▶ **Aim of the task**
Below is a listing; write it out exactly and drop any images from it.

======== Data for processing ========

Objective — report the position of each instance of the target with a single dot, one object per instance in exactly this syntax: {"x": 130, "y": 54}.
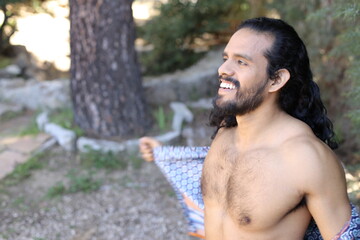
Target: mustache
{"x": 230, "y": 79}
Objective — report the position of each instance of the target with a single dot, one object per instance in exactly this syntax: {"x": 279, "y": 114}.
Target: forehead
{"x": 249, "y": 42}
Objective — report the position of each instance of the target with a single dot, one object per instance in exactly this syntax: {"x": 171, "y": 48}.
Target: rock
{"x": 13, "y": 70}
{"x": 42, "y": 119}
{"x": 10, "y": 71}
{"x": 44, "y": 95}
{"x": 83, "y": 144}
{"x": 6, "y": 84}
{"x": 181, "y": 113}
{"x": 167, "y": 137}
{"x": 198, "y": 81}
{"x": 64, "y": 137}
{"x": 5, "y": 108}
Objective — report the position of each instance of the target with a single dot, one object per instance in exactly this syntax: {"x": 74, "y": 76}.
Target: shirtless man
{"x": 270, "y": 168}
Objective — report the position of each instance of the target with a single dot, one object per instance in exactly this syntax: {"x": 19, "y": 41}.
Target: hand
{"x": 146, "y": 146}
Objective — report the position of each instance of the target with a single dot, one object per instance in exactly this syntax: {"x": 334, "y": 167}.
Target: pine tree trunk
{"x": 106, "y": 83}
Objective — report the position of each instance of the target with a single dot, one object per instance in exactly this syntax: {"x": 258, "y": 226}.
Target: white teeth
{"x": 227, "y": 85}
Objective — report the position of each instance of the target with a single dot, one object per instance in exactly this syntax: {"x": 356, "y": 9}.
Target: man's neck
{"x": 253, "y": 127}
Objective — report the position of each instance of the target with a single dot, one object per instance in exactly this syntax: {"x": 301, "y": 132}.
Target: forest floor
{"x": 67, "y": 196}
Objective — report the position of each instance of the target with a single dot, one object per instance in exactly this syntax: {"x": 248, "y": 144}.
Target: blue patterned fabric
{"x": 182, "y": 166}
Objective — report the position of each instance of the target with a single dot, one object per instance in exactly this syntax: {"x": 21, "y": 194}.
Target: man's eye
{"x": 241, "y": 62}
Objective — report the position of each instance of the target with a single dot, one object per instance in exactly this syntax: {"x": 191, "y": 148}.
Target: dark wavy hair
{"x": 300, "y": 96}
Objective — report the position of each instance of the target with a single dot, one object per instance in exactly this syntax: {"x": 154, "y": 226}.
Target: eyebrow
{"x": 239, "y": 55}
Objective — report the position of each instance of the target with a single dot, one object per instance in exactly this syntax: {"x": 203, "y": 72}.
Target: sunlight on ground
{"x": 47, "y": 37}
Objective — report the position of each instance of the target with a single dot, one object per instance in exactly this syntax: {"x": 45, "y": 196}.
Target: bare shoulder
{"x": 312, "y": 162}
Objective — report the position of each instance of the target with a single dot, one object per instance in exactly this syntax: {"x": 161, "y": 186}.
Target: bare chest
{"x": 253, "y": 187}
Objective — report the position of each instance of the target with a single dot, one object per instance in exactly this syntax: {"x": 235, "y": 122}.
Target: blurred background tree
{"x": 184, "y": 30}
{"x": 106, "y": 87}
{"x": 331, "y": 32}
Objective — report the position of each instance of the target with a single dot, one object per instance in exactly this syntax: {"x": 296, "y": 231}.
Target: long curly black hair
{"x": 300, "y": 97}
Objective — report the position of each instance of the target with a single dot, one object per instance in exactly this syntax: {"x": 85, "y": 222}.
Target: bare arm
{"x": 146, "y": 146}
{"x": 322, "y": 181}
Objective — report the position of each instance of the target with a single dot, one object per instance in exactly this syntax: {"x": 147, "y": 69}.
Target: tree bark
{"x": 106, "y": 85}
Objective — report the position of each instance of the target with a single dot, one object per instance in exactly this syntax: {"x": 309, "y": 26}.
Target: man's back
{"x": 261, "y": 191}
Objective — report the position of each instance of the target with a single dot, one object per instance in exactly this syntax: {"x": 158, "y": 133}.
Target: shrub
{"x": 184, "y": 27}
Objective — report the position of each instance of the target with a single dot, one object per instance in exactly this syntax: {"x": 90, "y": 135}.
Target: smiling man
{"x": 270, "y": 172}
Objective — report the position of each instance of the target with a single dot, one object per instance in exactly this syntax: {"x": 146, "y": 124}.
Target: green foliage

========

▶ **Exercise answer**
Objective — report the position of each instance of the target with a single dot, one object per instance in exactly this syntax: {"x": 130, "y": 54}.
Target: mustache
{"x": 230, "y": 79}
Objective — report the position of each instance of the target with a single dot, one object per instance in exactly this syntax: {"x": 279, "y": 114}.
Target: forehead
{"x": 249, "y": 42}
Objective — report the position of each instance of the target with a single dot, one object per instance in exactly this syntax: {"x": 171, "y": 48}.
Target: rock
{"x": 13, "y": 70}
{"x": 42, "y": 119}
{"x": 10, "y": 71}
{"x": 44, "y": 95}
{"x": 83, "y": 144}
{"x": 6, "y": 84}
{"x": 181, "y": 113}
{"x": 167, "y": 137}
{"x": 198, "y": 81}
{"x": 64, "y": 137}
{"x": 5, "y": 108}
Objective — report the position of each instance of the target with a single dot, one object per instance in exactly this syntax: {"x": 74, "y": 76}.
Target: shirtless man
{"x": 270, "y": 168}
Objective — report the position of each instance of the target with a single dot, one object per instance in exactly this syntax: {"x": 19, "y": 41}.
Target: hand
{"x": 146, "y": 146}
Objective — report the position of each instance of the target with a single dot, one object per instance in exactly this syntax: {"x": 334, "y": 167}.
Target: pine tree trunk
{"x": 106, "y": 83}
Objective — report the position of each instance of the target with a single dot, one object per instance in exactly this syntax: {"x": 258, "y": 226}.
Target: white teeth
{"x": 227, "y": 85}
Objective — report the position of each instance of the target with a single dot, one object per instance in exactly this syntax: {"x": 356, "y": 9}.
Target: man's neck
{"x": 253, "y": 127}
Objective — report the position of each instance of the target with a single dot, one object per instance in exactly this syntax: {"x": 301, "y": 132}.
Target: forest floor
{"x": 67, "y": 196}
Objective — report the position of each instance of the target with a single dot, one object per instance in exactly this syntax: {"x": 248, "y": 144}.
Target: blue patterned fabric
{"x": 182, "y": 166}
Objective — report the position of each instance of the target with a single dot, one object per instance in exactly this syntax: {"x": 21, "y": 194}.
Target: man's eye
{"x": 241, "y": 62}
Objective — report the position of each instance of the target with a single dot, one object per instance in exactly this syntax: {"x": 191, "y": 148}.
Target: dark wavy hair
{"x": 300, "y": 96}
Objective — report the position of each instance of the target with a single dot, one object per instance in exactly this syntax: {"x": 154, "y": 226}.
Target: eyebrow
{"x": 239, "y": 55}
Objective — report the position of each instance of the target with a single dot, one object per instance in exactly this syntax: {"x": 203, "y": 72}.
Target: sunlight on ground
{"x": 47, "y": 37}
Objective — report the position of each instance of the target with a single dot, one object per instance in exactly this syntax: {"x": 45, "y": 196}.
Target: bare shoulder
{"x": 312, "y": 162}
Objective — report the position of each instance of the target with a single dot, one object per instance in exactly this syntax: {"x": 161, "y": 186}.
Target: bare chest
{"x": 253, "y": 187}
Objective — report the position of each instance of the target with a single dot, one object per instance in exactly this syntax: {"x": 235, "y": 122}.
Target: blurred background tree
{"x": 184, "y": 30}
{"x": 106, "y": 87}
{"x": 331, "y": 32}
Objective — report the position of each instance of the target with a single dot, one object per instance in exactly this syntax: {"x": 296, "y": 231}.
Target: long curly black hair
{"x": 300, "y": 97}
Objective — report the position of each instance of the target with a single dot, one object per instance in exactly this syntax: {"x": 85, "y": 222}.
Target: bare arm
{"x": 146, "y": 146}
{"x": 322, "y": 181}
Objective — report the position of each instance of the target with a single dot, one object per instance in exactly this syntax: {"x": 147, "y": 69}.
Target: tree bark
{"x": 106, "y": 85}
Objective — report the position of each instance of the target with a single dot, one object per instance in exactly this syntax: {"x": 309, "y": 26}.
Target: man's back
{"x": 261, "y": 191}
Objective — report the position of each instance of the target with a single dot, one object per instance in exactly this syntax: {"x": 158, "y": 133}.
Target: shrub
{"x": 184, "y": 27}
Objective — report the position of each instance of the target with a single dot, one object per instance in exactly this syntax: {"x": 90, "y": 135}.
Target: smiling man
{"x": 270, "y": 172}
Objective — report the position of each instance of the target with a single dot, one object per instance in exactly this syntax: {"x": 146, "y": 124}.
Target: green foliage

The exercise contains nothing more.